Exercise requirements:
- A) Using the text on star-forming galaxy classification below, answer each question:
(i) About how many optical color composite images were used?
(ii) What redshift range do the nearby galaxies span?
(iii) How many dimensions does the [CLS] token representation have?
- B) State whether each statement agrees with the text on star-forming galaxy classification below. Answer yes or no, and quote the words from the text that decide it.
(i) The model is trained with mean squared error loss.
(ii) The spectroscopic line measurements come from the OSSY catalog.
(iii) The linear transformation projects the representation to three output logits.

Provided text:
We present a novel approach for classifying star-forming galaxies using photometric images.
(full paper)
SDSS optical color composite images
By utilizing approximately 124,000 optical color composite images and spectroscopic data of nearby galaxies at 0.01 < z < 0.06 from the Sloan Digital Sky Survey, along with follow-up spectroscopic line measurements from the OSSY catalog, and leveraging the Vision Transformer machine-learning technique, we demonstrate that galaxy images in JPG format alone can be directly used to determine whether star-forming activity dominates the galaxy, bypassing traditional spectroscopic analyses such as emission-line diagnostic diagrams.

Vision Transformer Base Architecture
Our approach employs a Vision Transformer (ViT) architecture to analyze galaxy images for two distinct tasks: the classification of galaxies into star-forming and non-star-forming categories, and the prediction of emission line ratios.

ViT Architecture for galaxy classification and regression

Star-Formation Classification
For classifying galaxies into star-forming and non-star-forming categories, we implement a classification approach that operates on the 768-dimensional [CLS] token representation from the vision transformer. The classification mechanism consists of a linear transformation that projects this representation to two output logits, corresponding to the two classes. The model is trained using cross-entropy loss, and during inference, a softmax function transforms these logits into class probabilities, where the probability for the star-forming class indicates the model’s confidence in the galaxy being star-forming.

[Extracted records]
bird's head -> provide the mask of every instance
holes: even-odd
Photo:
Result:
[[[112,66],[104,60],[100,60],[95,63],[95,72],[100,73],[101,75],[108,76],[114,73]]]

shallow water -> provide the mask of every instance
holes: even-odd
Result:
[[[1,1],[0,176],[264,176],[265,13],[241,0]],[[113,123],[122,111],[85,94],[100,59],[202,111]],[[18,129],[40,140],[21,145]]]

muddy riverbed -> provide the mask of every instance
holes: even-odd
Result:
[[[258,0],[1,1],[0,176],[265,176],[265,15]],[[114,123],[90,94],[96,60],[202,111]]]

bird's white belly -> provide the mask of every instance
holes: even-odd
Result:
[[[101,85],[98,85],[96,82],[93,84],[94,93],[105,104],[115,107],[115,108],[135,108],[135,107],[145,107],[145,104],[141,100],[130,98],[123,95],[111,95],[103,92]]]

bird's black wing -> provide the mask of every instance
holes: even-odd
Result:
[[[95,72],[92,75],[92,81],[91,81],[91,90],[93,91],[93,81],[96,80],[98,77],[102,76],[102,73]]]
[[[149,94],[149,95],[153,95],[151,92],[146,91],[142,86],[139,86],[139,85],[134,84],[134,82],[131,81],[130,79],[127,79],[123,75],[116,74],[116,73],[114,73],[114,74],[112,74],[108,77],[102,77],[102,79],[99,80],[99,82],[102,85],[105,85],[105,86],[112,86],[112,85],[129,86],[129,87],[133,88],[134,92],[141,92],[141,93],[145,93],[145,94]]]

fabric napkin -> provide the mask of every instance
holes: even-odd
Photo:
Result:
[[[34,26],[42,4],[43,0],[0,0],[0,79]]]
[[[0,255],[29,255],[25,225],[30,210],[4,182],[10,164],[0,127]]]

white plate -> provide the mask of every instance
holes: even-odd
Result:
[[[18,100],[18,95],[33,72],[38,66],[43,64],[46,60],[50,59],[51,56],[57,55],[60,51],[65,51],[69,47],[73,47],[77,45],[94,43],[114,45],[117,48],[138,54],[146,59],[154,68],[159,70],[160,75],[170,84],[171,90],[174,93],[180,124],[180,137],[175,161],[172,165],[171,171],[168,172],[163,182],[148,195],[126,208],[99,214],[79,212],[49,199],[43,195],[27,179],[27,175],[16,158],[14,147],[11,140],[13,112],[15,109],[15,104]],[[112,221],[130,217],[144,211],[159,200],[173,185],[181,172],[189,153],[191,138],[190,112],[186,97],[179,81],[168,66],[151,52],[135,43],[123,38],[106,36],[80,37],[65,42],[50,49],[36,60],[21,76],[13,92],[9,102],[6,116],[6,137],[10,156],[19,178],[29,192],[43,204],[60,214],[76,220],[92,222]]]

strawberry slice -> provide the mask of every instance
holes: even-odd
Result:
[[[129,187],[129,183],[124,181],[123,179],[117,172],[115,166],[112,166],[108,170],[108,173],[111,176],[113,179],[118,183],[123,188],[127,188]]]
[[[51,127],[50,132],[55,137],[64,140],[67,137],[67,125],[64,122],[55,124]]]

Solutions to the exercise:
- A)
(i) Approximately 124,000
(ii) 0.01 < z < 0.06
(iii) 768

- B)
(i) No: "The model is trained using cross-entropy loss"
(ii) Yes: "follow-up spectroscopic line measurements from the OSSY catalog"
(iii) No: "projects this representation to two output logits"